## Begin Data for this task

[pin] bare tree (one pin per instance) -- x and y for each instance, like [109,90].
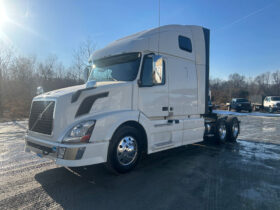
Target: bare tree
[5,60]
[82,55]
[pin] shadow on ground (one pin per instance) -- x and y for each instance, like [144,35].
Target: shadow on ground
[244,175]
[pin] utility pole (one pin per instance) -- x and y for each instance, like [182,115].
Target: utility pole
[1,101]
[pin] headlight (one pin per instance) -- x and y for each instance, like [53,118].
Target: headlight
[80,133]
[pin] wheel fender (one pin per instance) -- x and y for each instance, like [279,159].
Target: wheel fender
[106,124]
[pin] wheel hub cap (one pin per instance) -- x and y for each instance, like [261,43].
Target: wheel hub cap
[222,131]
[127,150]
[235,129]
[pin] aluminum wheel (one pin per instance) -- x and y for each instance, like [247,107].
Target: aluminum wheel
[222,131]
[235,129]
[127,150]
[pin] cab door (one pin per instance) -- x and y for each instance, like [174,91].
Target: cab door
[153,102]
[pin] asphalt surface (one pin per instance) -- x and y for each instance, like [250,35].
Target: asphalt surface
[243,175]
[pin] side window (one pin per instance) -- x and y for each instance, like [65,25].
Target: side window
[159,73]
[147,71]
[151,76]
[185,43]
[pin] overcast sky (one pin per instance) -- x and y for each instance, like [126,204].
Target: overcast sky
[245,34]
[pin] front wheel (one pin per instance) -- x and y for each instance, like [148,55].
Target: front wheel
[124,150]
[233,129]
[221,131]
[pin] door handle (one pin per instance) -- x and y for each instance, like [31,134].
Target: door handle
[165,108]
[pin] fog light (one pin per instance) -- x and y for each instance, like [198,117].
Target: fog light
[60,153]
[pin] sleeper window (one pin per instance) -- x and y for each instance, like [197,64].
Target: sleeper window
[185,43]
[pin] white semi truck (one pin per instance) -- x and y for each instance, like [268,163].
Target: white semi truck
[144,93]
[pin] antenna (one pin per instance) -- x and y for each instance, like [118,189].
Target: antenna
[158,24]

## End Data for this task

▶ **Problem statement**
Verbatim reproduction of every record is required; images are left out.

▶ **Expected answer**
[pin] bare tree (one pin per instance) -- x and y for each instance, like [109,90].
Target: bare tree
[5,60]
[82,55]
[pin] shadow on ground (one pin per instance) -- x and y for each instance, like [144,35].
Target: shadow on ground
[244,175]
[pin] utility pole (one pin per instance) -- x and y for each instance, like [182,115].
Target: utility pole
[1,101]
[pin] headlight (one pin per instance) -- x and y for each instance, like [53,118].
Target: headlight
[80,133]
[pin] wheel fender (one pin per instance) -- x and y for each instance, like [279,159].
Target: wheel fender
[106,124]
[pin] wheel hub cap (one pin per instance) -- x and y for each instance, like [261,43].
Target: wheel hub cap
[222,131]
[127,150]
[235,129]
[pin] aluminum wheel (one pin per instance) -- x and y for each instance, like [247,107].
Target: aluminum wheel
[222,131]
[235,129]
[127,150]
[pin] cab door (one pin per instance) -- x and y for each instance, like [174,91].
Target: cab door
[153,102]
[pin] asphalt surface (one pin per instance) -- x and y for each instance, like [250,35].
Target: asphalt surface
[243,175]
[pin] side window (one pin per instance) -- x and y for each instance, like [65,25].
Target: side window
[159,73]
[147,71]
[151,76]
[185,43]
[pin] overcast sky (one pin per instance) -- x and y for each instance, like [126,204].
Target: overcast sky
[245,34]
[pin] front wheel (one pin per instance) -- x and y for each instance, like [148,55].
Target: front wheel
[124,150]
[233,129]
[221,131]
[pin] door handle (one pin per instance) -- x and y for each instance, like [31,134].
Target: door handle
[165,108]
[pin] fog light (one pin per instance) -- x and y for each instance, like [198,117].
Target: fog light
[60,153]
[pin] sleeper window (one pin per instance) -- x and y for each instance, like [197,64].
Target: sleeper window
[185,43]
[pin] white semi truck (one pin per instance) -- x and y for each instance, like [268,163].
Target: white semi truck
[144,93]
[pin] antenna (one pin per instance) -- x and y for each instance, like [118,189].
Target: antenna
[158,24]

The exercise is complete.